THE INPUT:
"""
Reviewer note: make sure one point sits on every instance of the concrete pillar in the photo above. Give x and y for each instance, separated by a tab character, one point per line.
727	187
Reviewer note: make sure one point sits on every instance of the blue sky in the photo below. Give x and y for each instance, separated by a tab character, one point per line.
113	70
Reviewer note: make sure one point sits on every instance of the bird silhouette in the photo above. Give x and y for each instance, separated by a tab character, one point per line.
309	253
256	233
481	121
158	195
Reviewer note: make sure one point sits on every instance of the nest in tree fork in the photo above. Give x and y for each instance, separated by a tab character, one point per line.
"""
TASK STATEMENT:
Render the listing above as a Markdown table with two columns, Row and Entry, giving each line its number and its text and skipping any blank lines.

FULL RESPONSE:
| Row | Entry |
|---|---|
| 1 | Reviewer note: make sure one point sits on every instance of the concrete pillar in the photo above. Give x and y for each instance, separated by a tab character, one point per line. |
| 2 | 727	187 |
| 3 | Reviewer note: make sure one point sits on every instance of the blue sky in the photo below. Give x and y for each instance, separated by a tab character, one point per line. |
| 4 | 113	70 |
| 5 | Reviewer note: make sure one point sits on every instance of the bird silhouette in the photo above. Give x and y for each instance, separated by a tab character, one point per line. |
| 6 | 309	253 |
| 7 | 256	233 |
| 8 | 481	121 |
| 9 | 158	195 |
| 10 | Reviewer note: make sure one point sits on every instance of the nest in tree fork in the photo above. Give x and y for each instance, separated by a tab character, one point per line. |